What needs to be done
Every line in the listing below from the one with "find the blue gift bag" through the one with "find the striped polo shirt" is to be reproduced exactly, both ends included; leave out the rest.
BEGIN Records for the exercise
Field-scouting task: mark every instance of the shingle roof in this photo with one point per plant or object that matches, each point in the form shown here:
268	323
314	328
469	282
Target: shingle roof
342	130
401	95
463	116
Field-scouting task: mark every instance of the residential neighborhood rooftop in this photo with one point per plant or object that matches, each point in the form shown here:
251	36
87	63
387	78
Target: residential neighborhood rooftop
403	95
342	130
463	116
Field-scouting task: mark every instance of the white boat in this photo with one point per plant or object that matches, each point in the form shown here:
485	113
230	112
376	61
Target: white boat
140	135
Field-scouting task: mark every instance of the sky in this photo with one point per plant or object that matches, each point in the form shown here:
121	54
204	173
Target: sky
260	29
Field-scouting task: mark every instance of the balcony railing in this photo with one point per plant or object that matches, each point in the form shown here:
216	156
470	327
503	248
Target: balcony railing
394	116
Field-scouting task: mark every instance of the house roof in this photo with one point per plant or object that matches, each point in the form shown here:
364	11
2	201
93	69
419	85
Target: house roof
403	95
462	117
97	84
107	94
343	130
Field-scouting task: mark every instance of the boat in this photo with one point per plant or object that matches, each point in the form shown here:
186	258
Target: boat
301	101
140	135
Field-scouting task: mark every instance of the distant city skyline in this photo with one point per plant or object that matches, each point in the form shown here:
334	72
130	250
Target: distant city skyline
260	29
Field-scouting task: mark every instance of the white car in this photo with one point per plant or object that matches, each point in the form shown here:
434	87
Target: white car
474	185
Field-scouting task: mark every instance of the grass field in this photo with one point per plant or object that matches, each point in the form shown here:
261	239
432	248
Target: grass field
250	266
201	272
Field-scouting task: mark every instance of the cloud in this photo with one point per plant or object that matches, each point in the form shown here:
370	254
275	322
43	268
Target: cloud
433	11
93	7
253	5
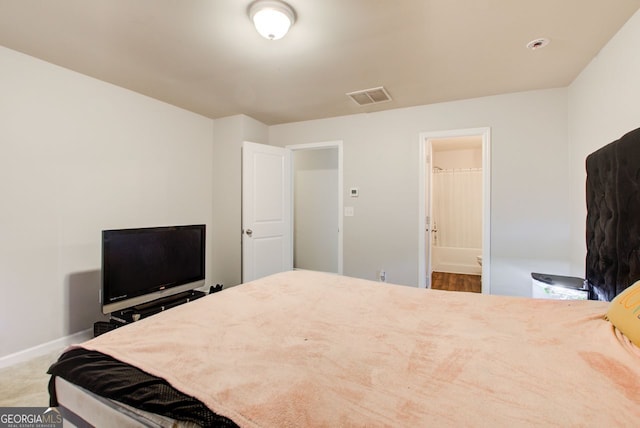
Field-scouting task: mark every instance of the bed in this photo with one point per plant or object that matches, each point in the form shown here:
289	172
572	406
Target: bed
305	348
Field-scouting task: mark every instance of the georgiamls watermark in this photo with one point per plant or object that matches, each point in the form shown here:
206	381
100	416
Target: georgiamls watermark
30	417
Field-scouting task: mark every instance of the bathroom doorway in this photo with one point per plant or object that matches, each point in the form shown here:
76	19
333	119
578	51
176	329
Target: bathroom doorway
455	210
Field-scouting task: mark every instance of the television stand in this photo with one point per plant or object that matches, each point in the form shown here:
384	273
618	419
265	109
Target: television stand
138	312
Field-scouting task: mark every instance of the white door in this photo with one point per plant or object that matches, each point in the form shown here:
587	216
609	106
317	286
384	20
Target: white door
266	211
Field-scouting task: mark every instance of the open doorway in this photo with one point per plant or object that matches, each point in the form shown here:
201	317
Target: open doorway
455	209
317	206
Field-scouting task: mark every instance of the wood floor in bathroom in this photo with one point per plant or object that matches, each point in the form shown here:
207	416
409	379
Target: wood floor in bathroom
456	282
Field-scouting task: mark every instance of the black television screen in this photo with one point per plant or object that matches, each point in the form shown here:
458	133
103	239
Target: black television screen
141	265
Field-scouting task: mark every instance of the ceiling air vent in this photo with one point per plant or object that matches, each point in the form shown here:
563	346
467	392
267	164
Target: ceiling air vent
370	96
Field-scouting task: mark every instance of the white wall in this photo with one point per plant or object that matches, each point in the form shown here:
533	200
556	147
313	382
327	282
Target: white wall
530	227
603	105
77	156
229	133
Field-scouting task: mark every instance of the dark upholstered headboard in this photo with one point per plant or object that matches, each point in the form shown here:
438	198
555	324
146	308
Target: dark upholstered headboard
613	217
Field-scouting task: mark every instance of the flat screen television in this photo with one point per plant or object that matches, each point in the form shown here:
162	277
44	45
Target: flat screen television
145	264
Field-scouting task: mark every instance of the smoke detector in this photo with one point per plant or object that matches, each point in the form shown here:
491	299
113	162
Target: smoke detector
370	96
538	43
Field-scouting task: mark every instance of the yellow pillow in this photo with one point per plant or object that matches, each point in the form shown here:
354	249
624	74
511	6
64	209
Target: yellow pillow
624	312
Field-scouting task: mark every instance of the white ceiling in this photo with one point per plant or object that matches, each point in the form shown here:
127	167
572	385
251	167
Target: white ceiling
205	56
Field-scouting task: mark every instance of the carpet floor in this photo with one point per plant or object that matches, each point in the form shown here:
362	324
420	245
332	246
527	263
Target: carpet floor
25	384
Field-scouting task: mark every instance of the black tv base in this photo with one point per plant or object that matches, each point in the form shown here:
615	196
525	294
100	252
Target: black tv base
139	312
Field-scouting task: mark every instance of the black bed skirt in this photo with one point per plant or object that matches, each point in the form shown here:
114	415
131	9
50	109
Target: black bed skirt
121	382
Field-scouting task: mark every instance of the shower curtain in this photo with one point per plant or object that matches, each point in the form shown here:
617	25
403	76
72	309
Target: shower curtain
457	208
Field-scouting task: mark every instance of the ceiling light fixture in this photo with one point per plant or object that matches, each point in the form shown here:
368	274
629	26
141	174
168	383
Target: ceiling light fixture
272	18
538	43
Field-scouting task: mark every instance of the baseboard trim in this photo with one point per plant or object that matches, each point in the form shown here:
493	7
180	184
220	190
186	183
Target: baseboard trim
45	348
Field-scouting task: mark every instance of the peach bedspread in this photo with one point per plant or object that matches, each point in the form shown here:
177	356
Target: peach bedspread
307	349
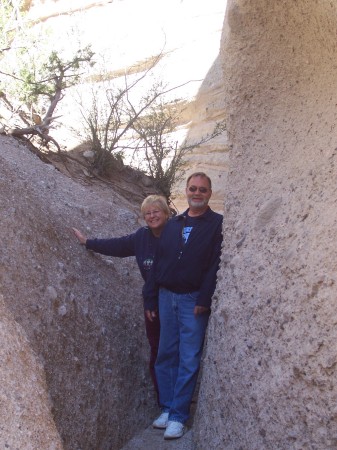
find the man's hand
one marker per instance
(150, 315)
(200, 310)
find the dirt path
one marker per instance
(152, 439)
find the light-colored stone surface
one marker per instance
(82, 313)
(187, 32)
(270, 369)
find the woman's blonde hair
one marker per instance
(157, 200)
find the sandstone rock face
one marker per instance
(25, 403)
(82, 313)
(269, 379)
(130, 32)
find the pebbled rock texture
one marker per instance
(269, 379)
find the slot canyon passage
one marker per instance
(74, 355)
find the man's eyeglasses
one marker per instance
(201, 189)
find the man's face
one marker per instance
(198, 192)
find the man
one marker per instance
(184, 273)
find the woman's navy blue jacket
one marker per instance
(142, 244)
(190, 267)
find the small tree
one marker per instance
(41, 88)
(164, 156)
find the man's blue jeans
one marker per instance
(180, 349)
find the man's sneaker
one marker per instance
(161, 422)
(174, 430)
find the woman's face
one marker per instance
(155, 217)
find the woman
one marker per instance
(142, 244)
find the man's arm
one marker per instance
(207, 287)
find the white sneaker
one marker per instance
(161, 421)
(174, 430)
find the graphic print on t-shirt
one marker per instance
END Records for the exercise
BEGIN Records for the exercise
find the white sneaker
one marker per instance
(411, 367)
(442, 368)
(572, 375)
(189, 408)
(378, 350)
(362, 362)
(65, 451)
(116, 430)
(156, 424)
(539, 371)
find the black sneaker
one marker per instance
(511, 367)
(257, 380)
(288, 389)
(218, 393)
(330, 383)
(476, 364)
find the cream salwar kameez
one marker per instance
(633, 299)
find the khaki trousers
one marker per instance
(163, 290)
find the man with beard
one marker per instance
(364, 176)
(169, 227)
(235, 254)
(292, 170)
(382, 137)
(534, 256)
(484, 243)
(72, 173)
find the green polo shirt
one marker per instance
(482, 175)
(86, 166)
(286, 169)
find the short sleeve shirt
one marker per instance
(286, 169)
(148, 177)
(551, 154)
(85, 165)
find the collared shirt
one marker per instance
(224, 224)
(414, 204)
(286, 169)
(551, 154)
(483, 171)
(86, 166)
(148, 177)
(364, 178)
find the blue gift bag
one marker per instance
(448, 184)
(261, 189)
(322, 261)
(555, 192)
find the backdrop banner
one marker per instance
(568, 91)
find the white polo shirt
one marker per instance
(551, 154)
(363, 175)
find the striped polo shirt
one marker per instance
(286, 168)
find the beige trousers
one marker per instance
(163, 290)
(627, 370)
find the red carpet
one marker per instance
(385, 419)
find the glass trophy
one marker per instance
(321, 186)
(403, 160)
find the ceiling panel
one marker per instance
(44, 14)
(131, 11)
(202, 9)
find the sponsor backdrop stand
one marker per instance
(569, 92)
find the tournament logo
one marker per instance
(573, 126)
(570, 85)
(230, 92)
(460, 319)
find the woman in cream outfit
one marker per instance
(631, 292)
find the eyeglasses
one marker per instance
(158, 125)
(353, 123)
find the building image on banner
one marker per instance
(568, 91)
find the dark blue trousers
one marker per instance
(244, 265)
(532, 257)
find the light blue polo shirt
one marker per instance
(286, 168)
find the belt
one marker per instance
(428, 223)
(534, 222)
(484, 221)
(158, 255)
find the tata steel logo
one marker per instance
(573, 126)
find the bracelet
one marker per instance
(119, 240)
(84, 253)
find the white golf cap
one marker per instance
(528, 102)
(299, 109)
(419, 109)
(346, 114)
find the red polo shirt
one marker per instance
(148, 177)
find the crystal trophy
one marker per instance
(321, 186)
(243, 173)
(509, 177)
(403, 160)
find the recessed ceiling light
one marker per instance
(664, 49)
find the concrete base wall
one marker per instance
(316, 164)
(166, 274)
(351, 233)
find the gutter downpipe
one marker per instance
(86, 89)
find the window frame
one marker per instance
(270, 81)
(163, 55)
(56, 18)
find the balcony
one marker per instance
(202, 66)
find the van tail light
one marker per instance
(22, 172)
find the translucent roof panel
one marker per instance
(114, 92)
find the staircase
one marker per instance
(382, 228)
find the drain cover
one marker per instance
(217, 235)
END Records for the exercise
Worked solution
find the blue gift bag
one marker per instance
(448, 184)
(261, 189)
(322, 261)
(555, 192)
find the backdrop banner
one marker per instance
(568, 91)
find the white polo shirt
one marker per instance
(551, 154)
(363, 175)
find the striped polo shirt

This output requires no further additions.